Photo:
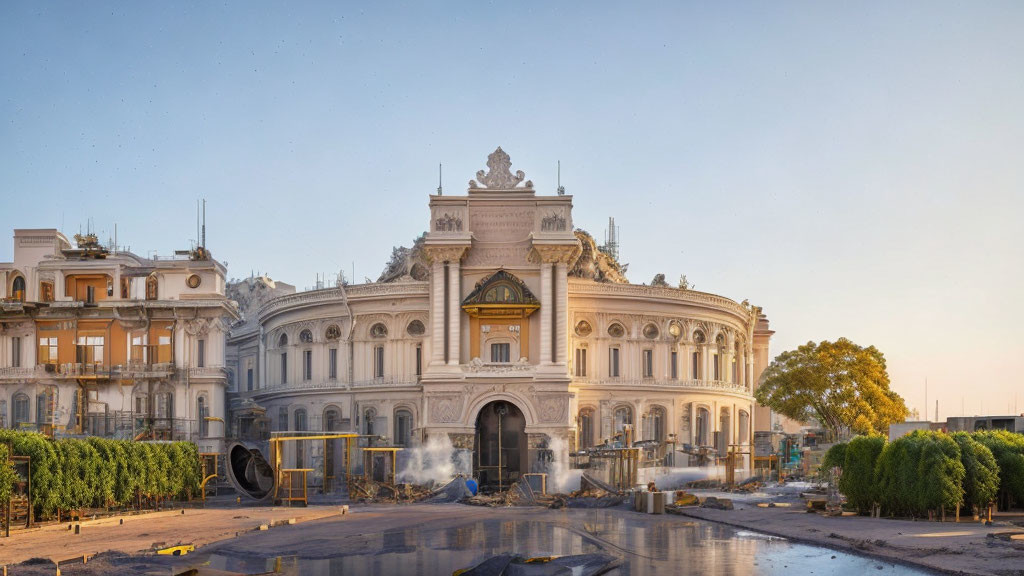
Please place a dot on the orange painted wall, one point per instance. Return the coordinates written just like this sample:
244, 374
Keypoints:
76, 286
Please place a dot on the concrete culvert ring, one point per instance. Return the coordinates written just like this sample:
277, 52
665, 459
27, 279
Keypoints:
249, 471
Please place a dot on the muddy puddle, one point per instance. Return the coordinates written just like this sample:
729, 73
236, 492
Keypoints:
643, 544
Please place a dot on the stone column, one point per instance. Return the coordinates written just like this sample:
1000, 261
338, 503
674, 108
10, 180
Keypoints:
561, 305
437, 313
455, 312
546, 301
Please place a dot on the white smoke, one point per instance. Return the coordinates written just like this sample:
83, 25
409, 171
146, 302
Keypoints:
437, 461
561, 479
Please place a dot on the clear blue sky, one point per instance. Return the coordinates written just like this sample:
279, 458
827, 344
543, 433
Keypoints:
853, 168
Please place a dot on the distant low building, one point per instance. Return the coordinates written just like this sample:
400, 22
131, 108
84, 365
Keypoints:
960, 423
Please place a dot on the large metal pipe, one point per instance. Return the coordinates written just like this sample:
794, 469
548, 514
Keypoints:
249, 471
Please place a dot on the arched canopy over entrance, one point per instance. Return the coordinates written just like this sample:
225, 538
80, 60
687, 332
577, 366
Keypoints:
500, 451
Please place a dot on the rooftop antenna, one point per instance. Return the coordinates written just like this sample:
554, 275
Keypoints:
611, 239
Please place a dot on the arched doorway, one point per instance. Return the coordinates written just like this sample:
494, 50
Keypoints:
500, 447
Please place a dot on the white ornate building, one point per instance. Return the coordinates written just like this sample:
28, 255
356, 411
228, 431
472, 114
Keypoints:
503, 309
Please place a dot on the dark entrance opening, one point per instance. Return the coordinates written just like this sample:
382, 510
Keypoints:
500, 446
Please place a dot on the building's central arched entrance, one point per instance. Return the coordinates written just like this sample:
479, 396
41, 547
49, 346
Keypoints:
500, 449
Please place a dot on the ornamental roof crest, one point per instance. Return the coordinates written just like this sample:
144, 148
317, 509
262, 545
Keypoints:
499, 174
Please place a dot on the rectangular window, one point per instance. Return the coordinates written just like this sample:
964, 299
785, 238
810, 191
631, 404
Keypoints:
164, 350
581, 363
47, 351
500, 352
648, 364
89, 350
378, 362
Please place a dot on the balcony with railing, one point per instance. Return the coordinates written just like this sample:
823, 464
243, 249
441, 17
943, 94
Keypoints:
326, 385
682, 385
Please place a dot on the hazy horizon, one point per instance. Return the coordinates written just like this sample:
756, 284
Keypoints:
854, 170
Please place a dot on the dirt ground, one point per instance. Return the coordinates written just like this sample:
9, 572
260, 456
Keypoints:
142, 533
440, 538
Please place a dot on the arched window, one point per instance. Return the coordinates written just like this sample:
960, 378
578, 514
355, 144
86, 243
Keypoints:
19, 410
503, 293
650, 331
584, 329
151, 287
586, 427
725, 430
416, 328
165, 404
704, 427
332, 419
202, 411
624, 416
369, 415
402, 426
17, 288
744, 427
653, 426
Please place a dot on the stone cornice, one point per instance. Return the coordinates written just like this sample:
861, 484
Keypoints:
579, 287
560, 253
444, 252
341, 295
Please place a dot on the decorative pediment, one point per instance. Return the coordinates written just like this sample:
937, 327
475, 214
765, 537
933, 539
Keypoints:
499, 175
501, 294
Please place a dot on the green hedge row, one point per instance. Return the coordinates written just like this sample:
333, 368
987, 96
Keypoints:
928, 471
95, 472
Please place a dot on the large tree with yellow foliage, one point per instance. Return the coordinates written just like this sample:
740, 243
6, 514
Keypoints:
841, 384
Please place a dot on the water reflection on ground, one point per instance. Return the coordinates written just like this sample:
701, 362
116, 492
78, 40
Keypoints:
645, 544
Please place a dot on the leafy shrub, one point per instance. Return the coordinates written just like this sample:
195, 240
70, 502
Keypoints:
1008, 448
835, 457
940, 472
96, 472
981, 482
7, 477
857, 482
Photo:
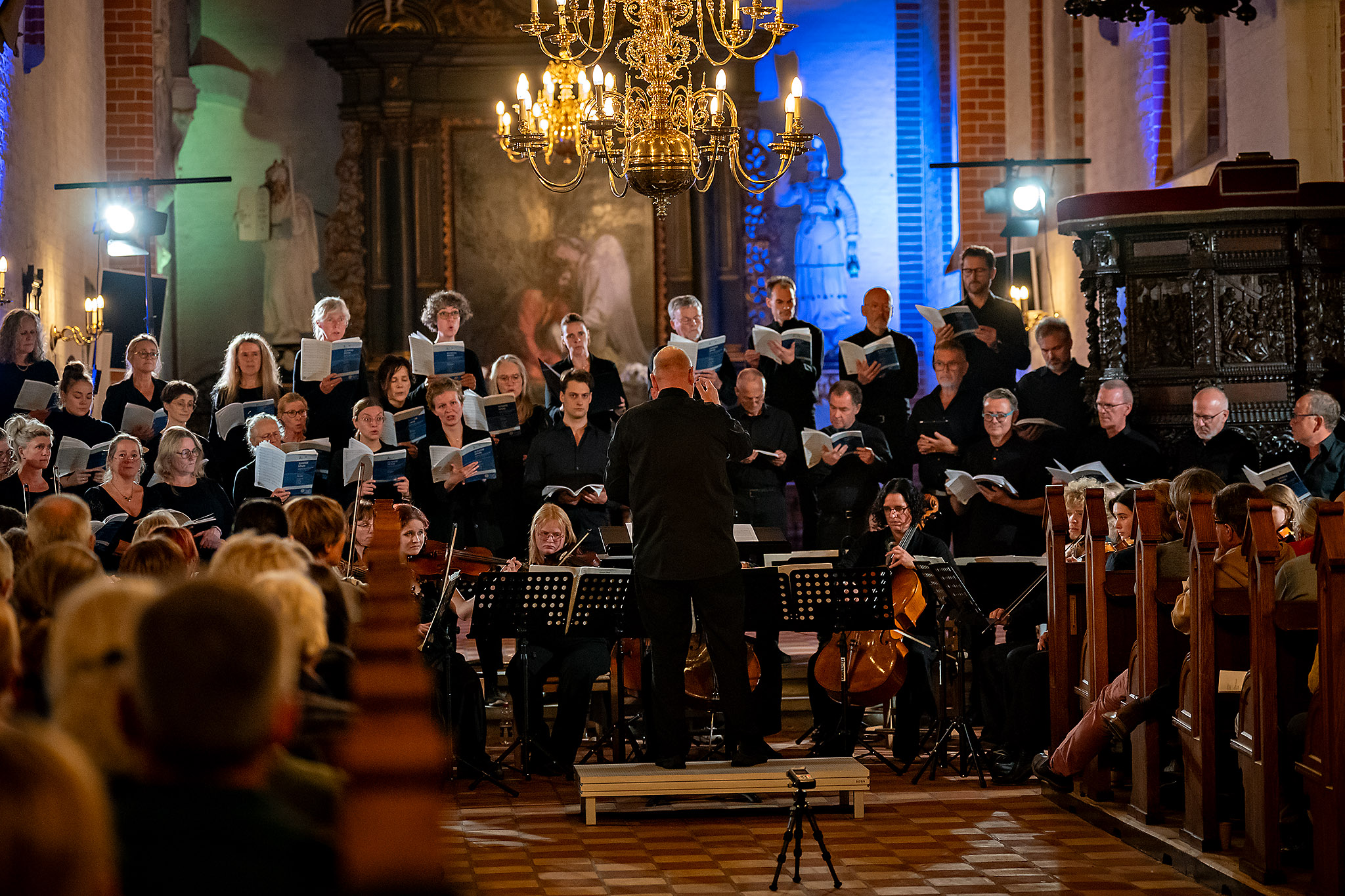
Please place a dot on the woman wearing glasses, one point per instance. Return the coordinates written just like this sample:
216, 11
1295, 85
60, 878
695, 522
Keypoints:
139, 386
181, 465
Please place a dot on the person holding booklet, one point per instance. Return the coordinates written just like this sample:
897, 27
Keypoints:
23, 360
887, 390
997, 350
568, 461
248, 373
139, 386
74, 422
186, 489
330, 396
119, 494
848, 477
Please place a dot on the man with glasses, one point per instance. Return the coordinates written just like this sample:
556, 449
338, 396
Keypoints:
1212, 445
1321, 459
998, 350
1126, 453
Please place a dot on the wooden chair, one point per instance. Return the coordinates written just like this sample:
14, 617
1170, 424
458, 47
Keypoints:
1110, 598
1218, 641
1281, 636
1157, 656
1064, 617
1323, 765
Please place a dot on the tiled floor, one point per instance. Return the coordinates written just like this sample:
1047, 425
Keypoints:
948, 837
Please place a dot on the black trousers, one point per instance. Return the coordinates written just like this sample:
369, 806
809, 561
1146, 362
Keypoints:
666, 613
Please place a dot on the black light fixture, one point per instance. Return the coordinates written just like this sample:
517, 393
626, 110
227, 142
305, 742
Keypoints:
1174, 11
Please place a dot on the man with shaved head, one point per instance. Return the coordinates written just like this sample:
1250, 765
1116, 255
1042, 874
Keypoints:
1214, 445
667, 463
885, 393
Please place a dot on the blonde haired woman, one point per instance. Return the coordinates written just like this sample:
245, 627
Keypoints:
185, 488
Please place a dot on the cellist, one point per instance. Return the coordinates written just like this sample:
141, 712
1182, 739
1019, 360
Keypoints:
893, 539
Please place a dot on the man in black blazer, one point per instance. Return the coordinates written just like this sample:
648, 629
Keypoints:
666, 463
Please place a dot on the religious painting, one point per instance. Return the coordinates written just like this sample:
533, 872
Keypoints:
526, 257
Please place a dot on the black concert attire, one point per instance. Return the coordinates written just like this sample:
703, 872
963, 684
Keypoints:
847, 489
557, 459
996, 367
667, 464
1225, 454
1130, 454
870, 553
759, 486
101, 505
1325, 473
330, 414
1056, 396
124, 393
206, 496
12, 378
887, 398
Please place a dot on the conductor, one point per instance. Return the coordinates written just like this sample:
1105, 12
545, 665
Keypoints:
666, 463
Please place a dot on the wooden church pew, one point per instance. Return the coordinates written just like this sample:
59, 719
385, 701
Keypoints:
1282, 637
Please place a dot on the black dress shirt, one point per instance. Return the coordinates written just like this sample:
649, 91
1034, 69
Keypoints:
794, 387
849, 485
992, 530
124, 393
961, 422
1056, 396
1225, 454
1325, 473
771, 430
996, 367
1130, 454
887, 396
557, 459
667, 464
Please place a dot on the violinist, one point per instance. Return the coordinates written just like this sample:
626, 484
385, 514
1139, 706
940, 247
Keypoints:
576, 661
893, 545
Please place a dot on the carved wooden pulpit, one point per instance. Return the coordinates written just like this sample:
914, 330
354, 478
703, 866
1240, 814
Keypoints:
1237, 284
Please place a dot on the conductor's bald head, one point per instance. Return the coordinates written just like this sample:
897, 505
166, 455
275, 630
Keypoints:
671, 370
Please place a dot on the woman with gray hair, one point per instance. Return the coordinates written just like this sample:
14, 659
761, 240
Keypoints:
331, 398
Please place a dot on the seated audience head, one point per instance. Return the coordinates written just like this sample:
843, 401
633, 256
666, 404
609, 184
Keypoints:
671, 370
1313, 421
844, 402
179, 398
950, 364
751, 390
1210, 413
261, 516
245, 557
1285, 505
1114, 405
76, 390
686, 317
181, 454
1056, 343
998, 414
444, 313
330, 320
155, 558
209, 710
88, 649
782, 297
1229, 509
60, 517
49, 575
550, 532
317, 522
55, 822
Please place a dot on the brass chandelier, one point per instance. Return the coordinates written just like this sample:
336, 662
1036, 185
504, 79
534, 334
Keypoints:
658, 133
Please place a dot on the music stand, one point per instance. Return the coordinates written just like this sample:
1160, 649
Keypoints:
940, 580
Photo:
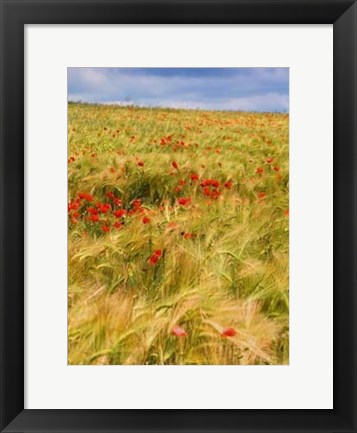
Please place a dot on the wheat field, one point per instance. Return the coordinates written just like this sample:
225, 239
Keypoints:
178, 236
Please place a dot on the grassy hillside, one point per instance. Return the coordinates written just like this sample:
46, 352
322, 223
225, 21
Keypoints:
178, 236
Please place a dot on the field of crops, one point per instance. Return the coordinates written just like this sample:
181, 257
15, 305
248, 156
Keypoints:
178, 236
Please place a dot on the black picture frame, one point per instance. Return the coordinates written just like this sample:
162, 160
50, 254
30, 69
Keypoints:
14, 15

○ ○ ○ ○

THE EXERCISE - Lay out the records as a Markdown table with the columns Row and Line. Begin at the line containing "Please place a dot on the conductor's", continue through the end of the records with both ends included, and leave out blank lines and the pictures.

OUTPUT OF THE EXERCISE -
| Row | Line |
|---|---|
| 1 | Please place a dot on the conductor's bald head, one point per instance. Return the coordinates written just like this sample: |
| 2 | 897, 505 |
| 3 | 166, 455 |
| 4 | 275, 630 |
| 5 | Keypoints: |
| 6 | 671, 370 |
| 7 | Please place a dot on the woman with gray hair, one point per instance. Return the coordinates written just like this sample: |
| 8 | 14, 659 |
| 9 | 761, 240 |
| 10 | Keypoints: |
| 11 | 331, 398 |
| 12 | Please place a dot on the seated audience head, one point per instance. Return the coordinates written just like this sample: |
| 13 | 843, 401 |
| 14 | 633, 256 |
| 15 | 666, 404 |
| 16 | 609, 184 |
| 17 | Keypoints: |
| 18 | 671, 370 |
| 19 | 1313, 421 |
| 20 | 844, 402 |
| 21 | 179, 398 |
| 22 | 950, 364 |
| 23 | 751, 390 |
| 24 | 1210, 413 |
| 25 | 261, 516 |
| 26 | 245, 557 |
| 27 | 1285, 505 |
| 28 | 1114, 405 |
| 29 | 76, 390 |
| 30 | 686, 317 |
| 31 | 181, 454 |
| 32 | 1056, 343 |
| 33 | 998, 414 |
| 34 | 444, 313 |
| 35 | 330, 320 |
| 36 | 155, 558 |
| 37 | 209, 710 |
| 38 | 88, 649 |
| 39 | 782, 297 |
| 40 | 1229, 509 |
| 41 | 60, 517 |
| 42 | 49, 575 |
| 43 | 550, 532 |
| 44 | 317, 522 |
| 45 | 55, 822 |
| 46 | Please place a dot on the brass chandelier, one point per instance. Return the coordinates written just like this sample: |
| 47 | 336, 662 |
| 48 | 1036, 185 |
| 49 | 504, 79 |
| 50 | 534, 334 |
| 51 | Keypoints: |
| 52 | 658, 133 |
| 53 | Please place a dot on the music stand, one point per instance. Return the coordinates written just like this sample: |
| 54 | 1160, 649 |
| 55 | Keypoints: |
| 56 | 940, 580 |
| 57 | Photo: |
| 58 | Please place a dot on the wheat field, one point per instance. Return the coordinates written just like this sample: |
| 59 | 225, 239 |
| 60 | Keypoints: |
| 61 | 178, 236 |
| 62 | Please place a dot on the grassy hillside, one point per instance. Return the coordinates written just like this sample: |
| 63 | 46, 352 |
| 64 | 322, 223 |
| 65 | 225, 21 |
| 66 | Keypoints: |
| 67 | 178, 236 |
| 68 | Please place a dot on the field of crops, one point per instance. Return the coordinates written just like this sample: |
| 69 | 181, 257 |
| 70 | 15, 305 |
| 71 | 248, 156 |
| 72 | Keypoints: |
| 73 | 178, 236 |
| 74 | Please place a dot on the black picture frame, one point per instance. Return the coordinates written just like this sample: |
| 75 | 162, 160 |
| 76 | 50, 254 |
| 77 | 30, 69 |
| 78 | Keypoints: |
| 79 | 14, 15 |